» **Set task**
Which lines in the listing below contain the word "seat"? Locate each one and copy it.

» **Information given**
>>>>>

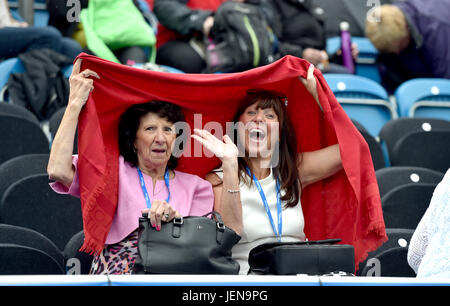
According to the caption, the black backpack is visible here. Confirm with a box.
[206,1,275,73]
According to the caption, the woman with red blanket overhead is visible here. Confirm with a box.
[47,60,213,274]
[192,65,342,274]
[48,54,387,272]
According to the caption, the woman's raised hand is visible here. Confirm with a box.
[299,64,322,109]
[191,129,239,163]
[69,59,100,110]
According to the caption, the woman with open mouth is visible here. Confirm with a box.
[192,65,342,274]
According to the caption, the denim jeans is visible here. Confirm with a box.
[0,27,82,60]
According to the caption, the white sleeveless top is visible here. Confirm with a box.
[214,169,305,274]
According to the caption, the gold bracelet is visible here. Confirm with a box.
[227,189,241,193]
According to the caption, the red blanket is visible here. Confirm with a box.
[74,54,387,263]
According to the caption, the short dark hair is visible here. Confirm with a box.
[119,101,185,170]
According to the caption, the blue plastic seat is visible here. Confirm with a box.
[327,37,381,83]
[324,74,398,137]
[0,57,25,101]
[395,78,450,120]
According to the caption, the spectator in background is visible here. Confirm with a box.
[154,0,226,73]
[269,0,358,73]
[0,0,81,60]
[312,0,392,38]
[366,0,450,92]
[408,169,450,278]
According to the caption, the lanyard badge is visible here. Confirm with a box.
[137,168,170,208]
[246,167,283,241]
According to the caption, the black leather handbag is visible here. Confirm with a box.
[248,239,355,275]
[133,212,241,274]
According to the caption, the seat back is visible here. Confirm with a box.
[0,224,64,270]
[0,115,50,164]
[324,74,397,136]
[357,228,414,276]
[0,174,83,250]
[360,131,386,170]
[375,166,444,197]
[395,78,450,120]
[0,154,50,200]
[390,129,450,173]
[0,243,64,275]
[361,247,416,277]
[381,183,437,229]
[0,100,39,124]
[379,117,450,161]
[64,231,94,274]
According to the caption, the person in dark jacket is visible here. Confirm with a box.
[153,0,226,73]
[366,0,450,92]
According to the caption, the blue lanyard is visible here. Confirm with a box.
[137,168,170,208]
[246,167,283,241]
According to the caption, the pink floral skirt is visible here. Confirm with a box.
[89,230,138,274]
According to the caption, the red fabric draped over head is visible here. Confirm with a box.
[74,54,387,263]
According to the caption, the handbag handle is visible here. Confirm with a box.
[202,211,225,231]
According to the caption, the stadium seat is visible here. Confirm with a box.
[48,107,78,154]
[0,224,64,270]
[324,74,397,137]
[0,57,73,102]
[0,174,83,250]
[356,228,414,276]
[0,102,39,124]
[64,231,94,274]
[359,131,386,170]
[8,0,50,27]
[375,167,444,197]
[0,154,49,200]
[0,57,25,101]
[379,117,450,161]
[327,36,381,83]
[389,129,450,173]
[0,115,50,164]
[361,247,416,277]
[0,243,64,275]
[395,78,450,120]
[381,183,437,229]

<<<<<

» **Reply**
According to the caption, the blue plastic seat is visible here. Confirm with a box.
According to the caption, the seat back is visible here. Confirm with a box.
According to the caption, the stadium seat is visible here. Confirm with a box.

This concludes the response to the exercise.